_Request_: Rewrite the listing below from its first line through the line containing "positive clicks: (344, 161)", replacing "rough mask" with "coarse mask" and keeping everything else unchanged. Omit the pictures from your answer.
(Exercise materials)
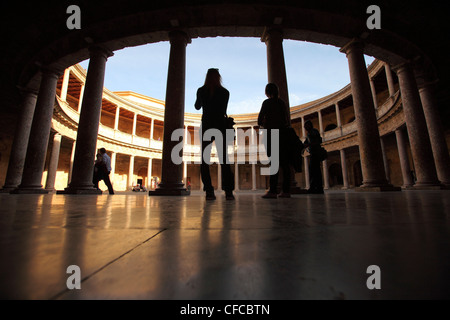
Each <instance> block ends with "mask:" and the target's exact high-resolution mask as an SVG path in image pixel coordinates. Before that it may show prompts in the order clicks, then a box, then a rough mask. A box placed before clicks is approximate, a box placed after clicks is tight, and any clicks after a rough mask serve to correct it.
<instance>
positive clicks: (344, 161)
mask: <svg viewBox="0 0 450 320" xmlns="http://www.w3.org/2000/svg"><path fill="white" fill-rule="evenodd" d="M339 153H340V155H341V167H342V181H343V183H344V187H343V188H342V189H348V187H349V184H348V173H347V161H346V159H345V149H341V150H339Z"/></svg>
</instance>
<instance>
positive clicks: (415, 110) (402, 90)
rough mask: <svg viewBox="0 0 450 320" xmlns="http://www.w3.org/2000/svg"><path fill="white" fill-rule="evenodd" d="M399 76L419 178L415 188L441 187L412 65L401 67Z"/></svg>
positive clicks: (412, 148)
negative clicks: (438, 186) (412, 69)
mask: <svg viewBox="0 0 450 320" xmlns="http://www.w3.org/2000/svg"><path fill="white" fill-rule="evenodd" d="M397 76H398V81H399V84H400V92H401V94H402V104H403V113H404V115H405V122H406V127H407V128H408V135H409V141H410V145H411V154H412V158H413V162H414V168H415V173H416V177H417V181H416V184H415V185H414V187H418V188H427V187H433V186H434V187H436V186H439V185H440V184H439V181H438V178H437V173H436V167H435V165H434V158H433V151H432V149H431V144H430V138H429V136H428V130H427V125H426V122H425V115H424V112H423V109H422V104H421V102H420V96H419V90H418V88H417V83H416V79H415V77H414V73H413V70H412V67H411V65H410V64H408V63H405V64H403V65H401V66H399V67H398V68H397Z"/></svg>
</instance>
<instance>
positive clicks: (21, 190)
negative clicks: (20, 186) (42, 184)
mask: <svg viewBox="0 0 450 320" xmlns="http://www.w3.org/2000/svg"><path fill="white" fill-rule="evenodd" d="M10 194H48V190H46V189H42V188H16V189H14V190H12V191H11V192H10Z"/></svg>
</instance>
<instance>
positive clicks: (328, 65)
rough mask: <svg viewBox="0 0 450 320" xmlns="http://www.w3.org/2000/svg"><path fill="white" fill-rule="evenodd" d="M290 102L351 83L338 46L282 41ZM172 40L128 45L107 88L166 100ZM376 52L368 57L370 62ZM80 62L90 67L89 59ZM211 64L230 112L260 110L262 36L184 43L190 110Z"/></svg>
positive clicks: (265, 61) (264, 98) (192, 107)
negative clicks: (167, 73)
mask: <svg viewBox="0 0 450 320" xmlns="http://www.w3.org/2000/svg"><path fill="white" fill-rule="evenodd" d="M283 48H284V55H285V63H286V72H287V78H288V90H289V99H290V105H291V106H295V105H299V104H302V103H305V102H308V101H312V100H315V99H318V98H320V97H323V96H326V95H328V94H330V93H333V92H335V91H337V90H339V89H341V88H343V87H344V86H346V85H347V84H348V83H349V82H350V77H349V71H348V62H347V58H346V57H345V54H343V53H341V52H339V48H337V47H333V46H328V45H319V44H314V43H307V42H302V41H293V40H284V41H283ZM169 51H170V45H169V43H168V42H161V43H155V44H148V45H144V46H139V47H132V48H125V49H122V50H119V51H116V52H115V53H114V56H113V57H110V58H109V59H108V62H107V65H106V76H105V87H106V88H108V89H109V90H111V91H128V90H130V91H134V92H137V93H141V94H144V95H147V96H150V97H153V98H156V99H160V100H165V95H166V82H167V67H168V62H169ZM372 61H373V58H372V57H366V63H367V64H370V63H371V62H372ZM81 65H82V66H83V67H84V68H86V69H87V67H88V62H87V61H83V62H82V63H81ZM208 68H219V71H220V73H221V75H222V79H223V85H224V87H226V88H227V89H228V90H229V91H230V102H229V104H228V113H229V114H237V113H251V112H259V110H260V108H261V103H262V102H263V101H264V99H265V95H264V88H265V85H266V84H267V60H266V45H265V44H264V43H263V42H261V40H260V39H259V38H224V37H217V38H199V39H193V40H192V43H190V44H188V46H187V48H186V100H185V110H186V112H193V113H201V111H197V110H195V108H194V102H195V96H196V92H197V88H198V87H200V86H202V85H203V82H204V80H205V75H206V71H207V69H208Z"/></svg>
(End Exercise materials)
_Response area_:
Each <instance> block ends with "mask:" and the target's exact high-resolution mask as an SVG path in image pixel coordinates. Before that it may show prompts in the order clicks, then a box, then a coarse mask. A box placed before clicks is approximate, a box placed after clicks is tight, and any clicks after a coarse mask serve to correct it.
<instance>
positive clicks: (344, 161)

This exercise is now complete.